YOUR TASKS:
A. Using the text on Parramatta and its council logo, explain where the name Parramatta comes from.
B. Translate this sentence from the text on Parramatta and its council logo into Spanish: "It was a significant meeting place before and after European settlement."
C. List every unusual feature of the seal that the text on Parramatta and its council logo names.

SOURCE EXTRACT:

★ ★ ★ ★ ★ ★ ★

Valentin Poposki, 11 August 
2010
Parramatta, 23 km west of the Sydney CBD at the head of the Parramatta River 
(which becomes Sydney Harbour), was the second European settlement in Australia. 
It is still the second major hub of Sydney, with a growing business district of 
its own. The council website describes the city as the "capital of Greater 
Western Sydney", and information on its history refers to the "capital of 
western Cumberland" [County - counties are now almost entirely obsolete in NSW].
The area was chosen as the site for a farm by Governor Phillip in 1788 and 
named "Rose Hill"ť. The name Parramatta was adopted in 1791 from the local 
Dharug people's name for the place: Barramatta, meaning 'head of the waters' or 
'eel waters/creek'. It was a significant meeting place before and after European 
settlement.
The city council now spreads from central Parramatta to the 
north-east, north-west and south, in a Y shape.
The logo takes the form 
of a circular seal, with an orange (gold?) centre, a dark blue ring and a thin 
dark blue blue encircling line all separated from each by white fimbriation. The 
blue ring bears the words "PARRAMATTA" (at the top) "CITY COUNCIL" (at the 
bottom). The orange disk features a scene in black silhouette, showing an 
Aboriginal man and woman fishing in a river (the woman seated in a canoe, the 
man in the foreground standing in the water with a poised spear). In the 
background are a shore with two palm trees visible (to the right) and 'an old 
steamer on the horizon' (to the left).
According to material provided by 
Council Communications Officer Tim Evans, the inaugural Council commissioned a 
'novel and picturesque landscape style of heraldry' seal and "crest" in November 
1861. The been recent suggestions that the original was based on a Burns Philp 
money token, making it look more like the South Sea Islands than Parramatta 
River. Unusual features include the steeply sloping foreshore, the palms (in the 
past described as cabbage-tree palms, reportedly typical regional vegetation), 
and the appearance of the steamer (paddle-steamers did once travel the shallow 
waters of the river) with tall masts.

★ ★ ★ ★ ★ ★ ★

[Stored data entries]
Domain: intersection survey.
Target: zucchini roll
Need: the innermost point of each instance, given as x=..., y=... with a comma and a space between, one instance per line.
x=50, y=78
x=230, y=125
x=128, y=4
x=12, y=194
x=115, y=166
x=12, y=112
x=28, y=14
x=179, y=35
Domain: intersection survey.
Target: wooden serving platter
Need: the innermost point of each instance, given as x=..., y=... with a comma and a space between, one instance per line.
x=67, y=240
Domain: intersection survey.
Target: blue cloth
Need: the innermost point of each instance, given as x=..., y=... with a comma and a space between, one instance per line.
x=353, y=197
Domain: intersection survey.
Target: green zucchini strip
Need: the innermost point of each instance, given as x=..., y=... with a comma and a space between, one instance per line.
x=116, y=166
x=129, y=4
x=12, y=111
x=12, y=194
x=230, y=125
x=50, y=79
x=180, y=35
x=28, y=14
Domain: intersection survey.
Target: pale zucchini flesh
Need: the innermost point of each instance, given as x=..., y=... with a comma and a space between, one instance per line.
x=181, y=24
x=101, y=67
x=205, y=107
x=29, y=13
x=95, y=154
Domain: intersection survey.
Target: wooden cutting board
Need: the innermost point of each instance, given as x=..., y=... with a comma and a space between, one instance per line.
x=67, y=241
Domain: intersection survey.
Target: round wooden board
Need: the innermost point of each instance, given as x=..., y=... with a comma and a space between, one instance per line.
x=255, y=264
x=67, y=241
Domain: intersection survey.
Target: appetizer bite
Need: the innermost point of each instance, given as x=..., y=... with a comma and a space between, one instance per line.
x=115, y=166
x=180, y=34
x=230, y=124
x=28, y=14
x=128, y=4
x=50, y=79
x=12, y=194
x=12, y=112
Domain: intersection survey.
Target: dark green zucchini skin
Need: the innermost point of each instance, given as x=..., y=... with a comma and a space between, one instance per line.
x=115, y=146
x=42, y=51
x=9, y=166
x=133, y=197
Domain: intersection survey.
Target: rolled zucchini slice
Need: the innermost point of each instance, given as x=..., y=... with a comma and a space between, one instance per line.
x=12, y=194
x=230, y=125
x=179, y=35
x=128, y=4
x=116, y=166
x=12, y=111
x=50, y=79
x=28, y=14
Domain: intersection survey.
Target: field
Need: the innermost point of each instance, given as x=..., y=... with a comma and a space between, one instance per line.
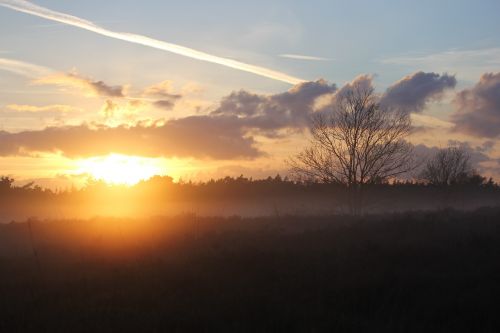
x=402, y=272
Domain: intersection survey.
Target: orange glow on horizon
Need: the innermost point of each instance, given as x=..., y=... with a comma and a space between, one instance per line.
x=120, y=169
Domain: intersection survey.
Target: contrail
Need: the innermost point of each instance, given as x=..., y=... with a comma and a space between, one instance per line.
x=30, y=8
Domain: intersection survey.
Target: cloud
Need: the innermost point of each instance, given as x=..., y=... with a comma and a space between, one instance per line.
x=268, y=113
x=23, y=68
x=413, y=92
x=478, y=108
x=163, y=90
x=30, y=8
x=55, y=108
x=469, y=63
x=74, y=80
x=220, y=139
x=478, y=156
x=303, y=57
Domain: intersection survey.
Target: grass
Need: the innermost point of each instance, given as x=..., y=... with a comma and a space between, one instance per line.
x=408, y=272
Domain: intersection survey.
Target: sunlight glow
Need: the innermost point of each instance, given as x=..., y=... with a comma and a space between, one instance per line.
x=120, y=169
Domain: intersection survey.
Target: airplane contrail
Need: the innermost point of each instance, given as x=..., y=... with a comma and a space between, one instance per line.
x=33, y=9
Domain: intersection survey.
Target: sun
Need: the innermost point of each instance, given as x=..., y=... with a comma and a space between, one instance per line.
x=119, y=169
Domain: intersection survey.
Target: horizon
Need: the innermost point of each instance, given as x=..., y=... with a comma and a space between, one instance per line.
x=87, y=89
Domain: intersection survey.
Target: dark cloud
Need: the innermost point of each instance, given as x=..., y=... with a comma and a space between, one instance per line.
x=163, y=90
x=477, y=154
x=103, y=89
x=291, y=109
x=75, y=80
x=411, y=93
x=165, y=104
x=478, y=108
x=196, y=136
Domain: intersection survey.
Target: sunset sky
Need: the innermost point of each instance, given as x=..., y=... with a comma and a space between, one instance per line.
x=199, y=89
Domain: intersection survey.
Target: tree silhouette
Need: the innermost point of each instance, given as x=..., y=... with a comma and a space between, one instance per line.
x=358, y=143
x=448, y=166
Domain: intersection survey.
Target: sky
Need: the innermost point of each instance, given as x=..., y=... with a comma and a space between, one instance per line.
x=199, y=89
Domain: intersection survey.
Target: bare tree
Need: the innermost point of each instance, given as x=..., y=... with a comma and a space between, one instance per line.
x=357, y=143
x=447, y=167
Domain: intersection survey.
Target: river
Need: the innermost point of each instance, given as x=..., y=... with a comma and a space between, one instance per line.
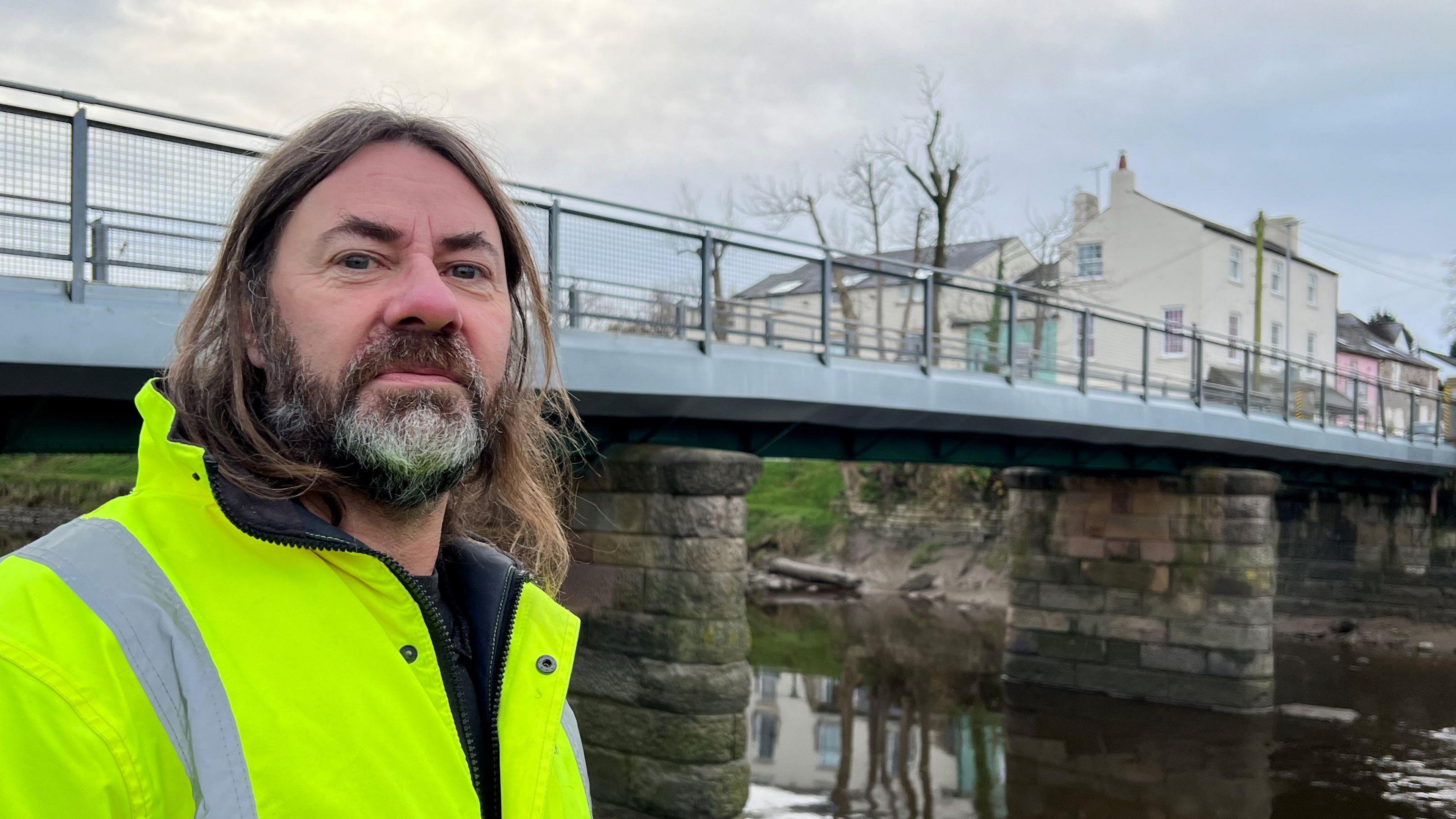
x=883, y=709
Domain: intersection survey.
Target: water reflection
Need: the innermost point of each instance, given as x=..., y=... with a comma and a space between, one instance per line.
x=884, y=710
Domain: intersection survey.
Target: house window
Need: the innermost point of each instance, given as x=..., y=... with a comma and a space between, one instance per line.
x=828, y=741
x=1090, y=261
x=1173, y=327
x=1087, y=336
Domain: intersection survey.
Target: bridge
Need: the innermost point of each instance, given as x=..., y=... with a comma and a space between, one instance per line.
x=1156, y=502
x=107, y=228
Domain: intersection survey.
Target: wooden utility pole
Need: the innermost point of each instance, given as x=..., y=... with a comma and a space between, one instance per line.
x=1258, y=290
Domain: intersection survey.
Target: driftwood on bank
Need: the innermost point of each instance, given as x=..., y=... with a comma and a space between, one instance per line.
x=814, y=573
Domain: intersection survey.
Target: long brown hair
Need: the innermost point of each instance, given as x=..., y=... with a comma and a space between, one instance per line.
x=516, y=494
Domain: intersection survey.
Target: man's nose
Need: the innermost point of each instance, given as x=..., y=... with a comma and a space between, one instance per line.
x=424, y=301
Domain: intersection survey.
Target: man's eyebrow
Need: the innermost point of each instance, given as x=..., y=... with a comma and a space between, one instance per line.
x=472, y=241
x=363, y=229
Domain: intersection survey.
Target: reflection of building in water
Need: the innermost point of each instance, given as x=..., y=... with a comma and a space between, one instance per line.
x=799, y=742
x=1090, y=757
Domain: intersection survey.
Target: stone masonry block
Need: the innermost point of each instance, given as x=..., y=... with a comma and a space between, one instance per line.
x=1243, y=664
x=1246, y=696
x=1227, y=582
x=1221, y=482
x=1072, y=648
x=675, y=470
x=1123, y=627
x=670, y=789
x=1074, y=598
x=656, y=551
x=1125, y=601
x=667, y=637
x=1142, y=576
x=1141, y=684
x=1042, y=671
x=1221, y=636
x=1128, y=527
x=701, y=595
x=693, y=516
x=1243, y=557
x=1039, y=620
x=1247, y=611
x=1174, y=659
x=650, y=732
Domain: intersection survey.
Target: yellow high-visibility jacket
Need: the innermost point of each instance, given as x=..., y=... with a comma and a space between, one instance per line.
x=191, y=651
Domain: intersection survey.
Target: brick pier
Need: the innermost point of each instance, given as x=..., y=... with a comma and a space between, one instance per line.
x=1158, y=589
x=662, y=679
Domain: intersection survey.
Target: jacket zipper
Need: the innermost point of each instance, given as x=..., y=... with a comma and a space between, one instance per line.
x=516, y=581
x=435, y=623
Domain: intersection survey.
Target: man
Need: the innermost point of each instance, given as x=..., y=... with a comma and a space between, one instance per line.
x=329, y=592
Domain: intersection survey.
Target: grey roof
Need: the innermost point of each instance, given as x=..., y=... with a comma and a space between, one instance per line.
x=959, y=257
x=1234, y=234
x=1356, y=337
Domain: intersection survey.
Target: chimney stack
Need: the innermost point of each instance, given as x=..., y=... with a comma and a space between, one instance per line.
x=1123, y=181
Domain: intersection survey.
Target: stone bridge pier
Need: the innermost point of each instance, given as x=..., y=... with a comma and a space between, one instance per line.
x=662, y=679
x=1158, y=589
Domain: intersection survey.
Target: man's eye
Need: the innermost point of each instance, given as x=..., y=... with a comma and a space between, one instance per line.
x=466, y=271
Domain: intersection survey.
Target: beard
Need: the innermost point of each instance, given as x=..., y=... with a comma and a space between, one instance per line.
x=402, y=448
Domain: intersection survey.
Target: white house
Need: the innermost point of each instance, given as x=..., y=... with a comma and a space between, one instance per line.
x=1186, y=271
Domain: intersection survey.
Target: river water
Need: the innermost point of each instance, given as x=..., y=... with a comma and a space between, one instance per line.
x=883, y=709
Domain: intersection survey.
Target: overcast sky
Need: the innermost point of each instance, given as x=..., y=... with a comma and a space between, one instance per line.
x=1340, y=113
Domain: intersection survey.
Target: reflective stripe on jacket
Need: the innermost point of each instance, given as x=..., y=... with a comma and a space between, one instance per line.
x=188, y=651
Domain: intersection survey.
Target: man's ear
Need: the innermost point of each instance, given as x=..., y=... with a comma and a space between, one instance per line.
x=255, y=352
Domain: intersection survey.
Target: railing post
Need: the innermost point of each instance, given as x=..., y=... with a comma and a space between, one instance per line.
x=928, y=331
x=1286, y=390
x=554, y=256
x=1148, y=334
x=1410, y=422
x=1248, y=380
x=1324, y=397
x=1197, y=369
x=1085, y=350
x=710, y=304
x=1355, y=403
x=826, y=308
x=1379, y=399
x=1012, y=305
x=101, y=254
x=79, y=168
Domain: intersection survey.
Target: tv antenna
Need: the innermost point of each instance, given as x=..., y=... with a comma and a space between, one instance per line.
x=1097, y=177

★ ★ ★ ★ ★ ★ ★

RESULTS:
A. The name Parramatta was adopted in 1791 from the local Dharug people's name for the place, Barramatta. That name means 'head of the waters' or 'eel waters/creek'.

B. Fue un lugar de encuentro importante antes y después del asentamiento europeo.

C.
- The steeply sloping foreshore
- The palms
- The appearance of the steamer with tall masts